[Page start]

How can you be the leader you want to be, every day? The answer, says Amy Jen Su, lies in focusing on five key leadership elements – Purpose, Process, People, Presence, and Peace. 

In this enjoyable conversation, Amy, CEO and leadership coach of 20 years, author of The Leader You Want to Be: Five Essential Principles to Bringing Out Your Best Self – Every Day, and co-founder and Managing Partner of Paravis Partners, a boutique executive coaching and leadership development firm, talks listeners through the five essential principles that she’s identified for bringing out your best self. 

Because, says Amy, the answer lies within. 

“My own mission as a coach is how can I help others be who they’re meant to be and make the difference they’re meant to make without this tremendous sacrifice towards our health, our relationships, [all within the] life that we’re living.”

So, if you haven’t worked out what your purpose is yet, or if you have, but you’re still figuring out how you can deliver that purpose, don’t miss Amy on this episode of The Melting Pot. 

On today’s podcast:

  • The challenge around culture
  • What sets high performance organisations apart
  • Being a lifelong learner
  • The five essential principles
  • Defining your purpose 

Links:

How to find your best self with Amy Jen Su

For two decades Amy Jen Su, author of The Leader You Want to Be: Five Essential Principles to Bringing Out Your Best Self – Every Day, and co-founder and Managing Partner of Paravis Partners, a boutique executive coaching and leadership development firm, has woken up and pinched herself every morning. 

That’s because Amy, in her role as an executive coach, partners investment professionals, CEOs, and executives to sustain and increase their leadership effectiveness as they drive organisational change and transformation.

Having cut her teeth as a management consultant for Booz Allen & Hamilton, and also a strategic planner for the Taco Bell Corp, Amy realised, 20 years ago, that her true passion lay in coaching. And she’s never looked back. 

“I always just love the people part, and the developing others and kept gravitating towards that. So at some point I think you wake up and you wonder, hey, what was I actually made for – do what you’re made for.”

The challenge around culture

For Amy, the sweet spot through the years has been working with cultures and organisations that recognise that talent and culture are real competitive differentiators.

[Page end]
[Supplied data start]

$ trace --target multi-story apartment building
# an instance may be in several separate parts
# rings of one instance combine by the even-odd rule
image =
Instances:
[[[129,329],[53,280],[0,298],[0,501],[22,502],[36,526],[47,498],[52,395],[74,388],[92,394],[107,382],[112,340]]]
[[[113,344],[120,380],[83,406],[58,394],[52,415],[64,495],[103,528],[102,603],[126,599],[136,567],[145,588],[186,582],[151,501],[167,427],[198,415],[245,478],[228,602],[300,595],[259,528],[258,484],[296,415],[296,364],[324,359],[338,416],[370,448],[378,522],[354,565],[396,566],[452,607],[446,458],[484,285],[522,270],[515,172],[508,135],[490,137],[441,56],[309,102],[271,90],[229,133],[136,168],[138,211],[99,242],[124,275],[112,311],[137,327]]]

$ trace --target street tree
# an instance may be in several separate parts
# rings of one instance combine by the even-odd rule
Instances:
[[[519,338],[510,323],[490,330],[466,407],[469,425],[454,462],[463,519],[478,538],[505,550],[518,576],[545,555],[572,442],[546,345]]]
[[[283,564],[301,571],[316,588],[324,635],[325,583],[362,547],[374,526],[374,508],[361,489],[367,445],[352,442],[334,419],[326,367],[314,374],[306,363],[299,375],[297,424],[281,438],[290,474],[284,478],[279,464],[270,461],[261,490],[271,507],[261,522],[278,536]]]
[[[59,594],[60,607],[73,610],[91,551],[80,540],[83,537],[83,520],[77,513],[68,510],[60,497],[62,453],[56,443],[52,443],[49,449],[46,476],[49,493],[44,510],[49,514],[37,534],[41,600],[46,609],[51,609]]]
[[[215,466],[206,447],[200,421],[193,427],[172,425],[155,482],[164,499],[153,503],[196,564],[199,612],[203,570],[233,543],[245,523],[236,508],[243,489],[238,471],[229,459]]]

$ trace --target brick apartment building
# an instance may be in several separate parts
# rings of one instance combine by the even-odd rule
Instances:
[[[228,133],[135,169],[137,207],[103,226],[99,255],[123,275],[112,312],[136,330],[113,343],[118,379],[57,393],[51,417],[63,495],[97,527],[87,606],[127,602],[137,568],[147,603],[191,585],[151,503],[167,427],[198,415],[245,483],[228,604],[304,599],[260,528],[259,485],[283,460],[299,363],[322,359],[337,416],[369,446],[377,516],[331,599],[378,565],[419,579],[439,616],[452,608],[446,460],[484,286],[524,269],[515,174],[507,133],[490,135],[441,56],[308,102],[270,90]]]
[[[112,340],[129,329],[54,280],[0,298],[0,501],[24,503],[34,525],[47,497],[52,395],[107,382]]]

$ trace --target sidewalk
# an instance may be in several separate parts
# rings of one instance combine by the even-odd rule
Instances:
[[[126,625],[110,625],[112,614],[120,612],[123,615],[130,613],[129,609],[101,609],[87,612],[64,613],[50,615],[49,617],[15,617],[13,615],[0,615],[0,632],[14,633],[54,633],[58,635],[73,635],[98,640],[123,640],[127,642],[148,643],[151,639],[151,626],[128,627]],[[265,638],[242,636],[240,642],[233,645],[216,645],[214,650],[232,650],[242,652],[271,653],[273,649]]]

[Supplied data end]

What is asked =
**a.** Reproduce everything in the podcast page from "In this enjoyable" down to "answer lies within.".
**b.** Answer these from the podcast page:
(i) Which five leadership elements does Amy Jen Su say to focus on?
(ii) What is the name of the podcast the episode belongs to?
(iii) For which two companies did Amy work before she turned to coaching?
Work from the podcast page alone, not the entries.

The answers =
**a.**
In this enjoyable conversation, Amy, CEO and leadership coach of 20 years, author of The Leader You Want to Be: Five Essential Principles to Bringing Out Your Best Self – Every Day, and co-founder and Managing Partner of Paravis Partners, a boutique executive coaching and leadership development firm, talks listeners through the five essential principles that she’s identified for bringing out your best self. 

Because, says Amy, the answer lies within.

**b.**
(i) Purpose, Process, People, Presence, and Peace.
(ii) The Melting Pot.
(iii) Booz Allen & Hamilton, as a management consultant, and the Taco Bell Corp, as a strategic planner.